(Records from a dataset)
************

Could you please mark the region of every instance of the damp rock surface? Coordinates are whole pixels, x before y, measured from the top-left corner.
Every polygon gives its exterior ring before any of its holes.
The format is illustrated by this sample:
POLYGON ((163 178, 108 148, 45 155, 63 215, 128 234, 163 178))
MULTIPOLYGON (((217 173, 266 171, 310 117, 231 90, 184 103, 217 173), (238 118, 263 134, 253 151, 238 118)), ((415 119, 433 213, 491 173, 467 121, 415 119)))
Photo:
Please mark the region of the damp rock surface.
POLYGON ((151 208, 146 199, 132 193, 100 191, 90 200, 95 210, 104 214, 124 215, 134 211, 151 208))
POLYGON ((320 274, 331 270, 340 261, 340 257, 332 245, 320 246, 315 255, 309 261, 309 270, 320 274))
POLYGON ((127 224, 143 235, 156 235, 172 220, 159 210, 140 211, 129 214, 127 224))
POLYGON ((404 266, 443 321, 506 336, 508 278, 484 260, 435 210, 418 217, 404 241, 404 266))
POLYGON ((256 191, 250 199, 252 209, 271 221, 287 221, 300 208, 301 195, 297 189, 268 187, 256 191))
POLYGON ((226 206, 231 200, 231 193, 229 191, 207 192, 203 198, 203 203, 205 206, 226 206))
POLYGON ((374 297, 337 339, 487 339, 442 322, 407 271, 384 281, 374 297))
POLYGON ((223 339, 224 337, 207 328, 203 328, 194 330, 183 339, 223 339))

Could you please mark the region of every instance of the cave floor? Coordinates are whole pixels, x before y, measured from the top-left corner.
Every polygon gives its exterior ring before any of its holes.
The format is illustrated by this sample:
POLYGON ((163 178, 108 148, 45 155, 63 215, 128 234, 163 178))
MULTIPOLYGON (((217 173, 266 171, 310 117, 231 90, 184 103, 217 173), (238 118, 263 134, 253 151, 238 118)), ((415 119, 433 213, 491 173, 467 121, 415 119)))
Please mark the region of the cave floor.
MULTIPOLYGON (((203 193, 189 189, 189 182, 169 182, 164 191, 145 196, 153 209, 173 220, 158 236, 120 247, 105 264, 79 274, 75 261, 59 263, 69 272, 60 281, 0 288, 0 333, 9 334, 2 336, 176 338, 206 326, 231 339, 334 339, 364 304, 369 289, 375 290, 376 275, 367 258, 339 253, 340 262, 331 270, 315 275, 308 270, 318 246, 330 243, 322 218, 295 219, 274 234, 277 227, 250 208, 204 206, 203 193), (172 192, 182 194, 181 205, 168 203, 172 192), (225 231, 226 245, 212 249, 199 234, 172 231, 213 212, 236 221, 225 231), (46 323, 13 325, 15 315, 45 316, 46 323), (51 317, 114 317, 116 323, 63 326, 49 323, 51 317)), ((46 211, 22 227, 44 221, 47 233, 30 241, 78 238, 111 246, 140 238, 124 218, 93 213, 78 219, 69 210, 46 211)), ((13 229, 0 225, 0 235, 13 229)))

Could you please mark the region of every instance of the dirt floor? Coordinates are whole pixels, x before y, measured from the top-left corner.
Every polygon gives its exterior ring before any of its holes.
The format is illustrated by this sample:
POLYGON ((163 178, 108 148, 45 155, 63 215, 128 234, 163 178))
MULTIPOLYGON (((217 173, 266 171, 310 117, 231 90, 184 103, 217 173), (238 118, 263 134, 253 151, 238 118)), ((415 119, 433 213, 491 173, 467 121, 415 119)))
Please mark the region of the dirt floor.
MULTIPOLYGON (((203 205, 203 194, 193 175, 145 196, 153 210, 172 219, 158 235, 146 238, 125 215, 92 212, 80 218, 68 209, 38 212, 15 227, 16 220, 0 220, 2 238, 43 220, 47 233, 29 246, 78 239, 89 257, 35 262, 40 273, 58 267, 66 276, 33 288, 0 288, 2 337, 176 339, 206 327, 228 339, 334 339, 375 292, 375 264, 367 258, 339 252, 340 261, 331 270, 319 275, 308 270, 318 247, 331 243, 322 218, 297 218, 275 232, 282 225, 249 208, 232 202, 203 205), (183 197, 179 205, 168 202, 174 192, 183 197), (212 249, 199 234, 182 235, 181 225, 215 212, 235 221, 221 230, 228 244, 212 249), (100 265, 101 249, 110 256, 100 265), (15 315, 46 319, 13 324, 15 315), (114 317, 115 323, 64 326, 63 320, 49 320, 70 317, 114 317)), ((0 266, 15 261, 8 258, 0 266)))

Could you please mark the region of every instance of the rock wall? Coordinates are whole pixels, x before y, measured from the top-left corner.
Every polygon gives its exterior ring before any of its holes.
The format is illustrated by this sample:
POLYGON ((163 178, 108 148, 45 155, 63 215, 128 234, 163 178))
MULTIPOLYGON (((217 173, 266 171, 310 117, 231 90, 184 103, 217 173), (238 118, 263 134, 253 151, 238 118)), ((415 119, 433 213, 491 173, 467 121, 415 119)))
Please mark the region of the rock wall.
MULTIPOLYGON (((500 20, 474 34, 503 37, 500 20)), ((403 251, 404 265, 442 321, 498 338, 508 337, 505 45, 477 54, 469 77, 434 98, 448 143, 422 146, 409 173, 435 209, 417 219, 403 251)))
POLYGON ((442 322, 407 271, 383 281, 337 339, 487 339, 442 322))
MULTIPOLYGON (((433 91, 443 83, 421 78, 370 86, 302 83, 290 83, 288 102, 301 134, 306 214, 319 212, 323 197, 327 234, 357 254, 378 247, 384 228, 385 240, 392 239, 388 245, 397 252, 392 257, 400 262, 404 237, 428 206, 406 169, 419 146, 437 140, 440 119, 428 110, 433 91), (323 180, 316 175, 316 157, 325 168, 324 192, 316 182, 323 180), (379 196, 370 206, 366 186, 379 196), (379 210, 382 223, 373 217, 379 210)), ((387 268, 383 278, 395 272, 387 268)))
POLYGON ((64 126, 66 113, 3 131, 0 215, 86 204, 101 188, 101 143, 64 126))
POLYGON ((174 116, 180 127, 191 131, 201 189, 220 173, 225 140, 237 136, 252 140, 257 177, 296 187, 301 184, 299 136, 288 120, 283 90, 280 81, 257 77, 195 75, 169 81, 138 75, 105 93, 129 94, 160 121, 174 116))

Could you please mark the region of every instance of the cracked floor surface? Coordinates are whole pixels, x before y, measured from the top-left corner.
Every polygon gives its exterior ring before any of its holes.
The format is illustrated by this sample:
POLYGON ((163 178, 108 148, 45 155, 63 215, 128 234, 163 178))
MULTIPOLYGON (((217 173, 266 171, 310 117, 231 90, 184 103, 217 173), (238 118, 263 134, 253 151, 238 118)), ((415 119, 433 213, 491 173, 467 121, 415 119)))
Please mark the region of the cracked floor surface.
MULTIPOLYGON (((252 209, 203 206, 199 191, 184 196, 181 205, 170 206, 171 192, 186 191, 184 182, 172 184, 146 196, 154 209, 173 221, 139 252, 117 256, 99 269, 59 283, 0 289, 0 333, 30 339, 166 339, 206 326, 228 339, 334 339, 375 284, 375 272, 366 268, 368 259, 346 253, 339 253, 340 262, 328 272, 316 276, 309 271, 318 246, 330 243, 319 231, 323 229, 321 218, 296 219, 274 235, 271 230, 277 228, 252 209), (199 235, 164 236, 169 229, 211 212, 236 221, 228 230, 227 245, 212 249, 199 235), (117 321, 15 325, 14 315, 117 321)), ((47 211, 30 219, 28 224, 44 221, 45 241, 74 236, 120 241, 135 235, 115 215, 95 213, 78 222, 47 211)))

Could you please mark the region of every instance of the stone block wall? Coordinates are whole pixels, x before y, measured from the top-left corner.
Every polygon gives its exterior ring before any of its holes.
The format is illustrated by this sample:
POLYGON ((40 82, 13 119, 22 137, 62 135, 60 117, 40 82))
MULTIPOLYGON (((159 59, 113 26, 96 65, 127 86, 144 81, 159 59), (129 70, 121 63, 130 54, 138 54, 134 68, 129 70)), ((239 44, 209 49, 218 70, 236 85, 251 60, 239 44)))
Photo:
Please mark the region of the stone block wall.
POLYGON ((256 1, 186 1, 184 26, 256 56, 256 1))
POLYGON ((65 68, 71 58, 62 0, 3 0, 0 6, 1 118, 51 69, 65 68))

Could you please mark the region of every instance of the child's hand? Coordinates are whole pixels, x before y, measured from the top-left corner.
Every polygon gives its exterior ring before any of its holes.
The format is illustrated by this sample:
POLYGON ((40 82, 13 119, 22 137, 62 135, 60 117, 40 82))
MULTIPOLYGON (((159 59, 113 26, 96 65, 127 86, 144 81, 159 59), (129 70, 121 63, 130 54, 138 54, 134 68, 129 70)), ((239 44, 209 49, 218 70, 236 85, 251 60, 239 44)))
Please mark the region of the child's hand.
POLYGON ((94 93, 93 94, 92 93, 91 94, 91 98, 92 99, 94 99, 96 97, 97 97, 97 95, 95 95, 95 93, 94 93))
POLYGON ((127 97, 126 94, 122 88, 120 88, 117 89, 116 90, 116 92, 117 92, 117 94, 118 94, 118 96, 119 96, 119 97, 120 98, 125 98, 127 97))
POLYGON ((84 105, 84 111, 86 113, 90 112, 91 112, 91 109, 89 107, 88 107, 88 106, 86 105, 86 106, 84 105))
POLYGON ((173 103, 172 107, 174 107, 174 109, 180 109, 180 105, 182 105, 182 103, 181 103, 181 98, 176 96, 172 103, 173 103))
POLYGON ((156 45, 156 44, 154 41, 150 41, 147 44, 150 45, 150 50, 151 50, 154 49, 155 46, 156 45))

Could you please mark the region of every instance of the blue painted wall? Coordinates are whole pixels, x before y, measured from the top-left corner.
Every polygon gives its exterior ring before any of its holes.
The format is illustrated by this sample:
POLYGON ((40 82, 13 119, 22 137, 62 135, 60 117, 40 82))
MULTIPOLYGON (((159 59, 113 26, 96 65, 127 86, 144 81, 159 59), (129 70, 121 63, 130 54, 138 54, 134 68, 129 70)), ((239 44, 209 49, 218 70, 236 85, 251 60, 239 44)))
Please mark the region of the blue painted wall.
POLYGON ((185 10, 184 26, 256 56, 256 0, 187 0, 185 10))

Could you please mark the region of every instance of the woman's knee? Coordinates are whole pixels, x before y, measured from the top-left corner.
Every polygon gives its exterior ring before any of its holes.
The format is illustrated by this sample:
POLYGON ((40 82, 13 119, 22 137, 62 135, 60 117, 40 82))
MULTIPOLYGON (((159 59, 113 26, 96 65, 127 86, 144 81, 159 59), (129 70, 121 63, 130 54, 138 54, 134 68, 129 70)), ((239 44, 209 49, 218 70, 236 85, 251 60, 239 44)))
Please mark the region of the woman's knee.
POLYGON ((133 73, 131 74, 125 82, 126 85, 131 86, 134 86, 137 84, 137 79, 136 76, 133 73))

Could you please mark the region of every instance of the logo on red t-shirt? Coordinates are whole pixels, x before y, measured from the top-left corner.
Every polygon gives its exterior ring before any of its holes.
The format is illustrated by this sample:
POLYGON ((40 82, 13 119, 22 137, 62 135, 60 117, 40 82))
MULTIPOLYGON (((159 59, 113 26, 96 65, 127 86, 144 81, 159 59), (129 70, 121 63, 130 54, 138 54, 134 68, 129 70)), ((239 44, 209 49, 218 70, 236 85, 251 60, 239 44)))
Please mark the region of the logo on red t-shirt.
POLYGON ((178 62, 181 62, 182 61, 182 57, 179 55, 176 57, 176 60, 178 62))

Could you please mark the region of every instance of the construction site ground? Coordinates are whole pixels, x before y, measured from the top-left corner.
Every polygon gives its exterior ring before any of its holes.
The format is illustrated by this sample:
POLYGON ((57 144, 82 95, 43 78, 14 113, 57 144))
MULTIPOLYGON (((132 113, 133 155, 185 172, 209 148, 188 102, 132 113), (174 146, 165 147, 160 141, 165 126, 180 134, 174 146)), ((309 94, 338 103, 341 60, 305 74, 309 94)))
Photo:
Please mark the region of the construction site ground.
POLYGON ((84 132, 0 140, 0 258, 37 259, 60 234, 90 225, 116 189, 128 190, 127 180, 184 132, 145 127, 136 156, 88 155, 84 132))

************

Given instruction: Render the part of the records above that opens with the line containing "the rock wall?" and closes with the line containing "Please mark the region of the rock wall." as a Markdown table with the columns "Row" and "Line", one numbered row per line and no blank lines.

Response to the exercise:
| Row | Line |
|---|---|
| 1 | Could you please mark the region of every instance of the rock wall? Coordinates are whole pixels, x before y, measured from the top-left corner. |
| 2 | Every polygon gives its exterior ring before any of its holes. |
| 3 | The format is illustrated by this sample: |
| 4 | POLYGON ((163 178, 108 148, 45 155, 63 215, 128 234, 163 178)) |
| 5 | MULTIPOLYGON (((217 173, 266 171, 310 117, 231 90, 184 103, 217 173), (238 118, 263 134, 253 151, 238 118)), ((415 119, 433 213, 491 173, 467 121, 415 119))) |
| 6 | Please mark the region of the rock wall. |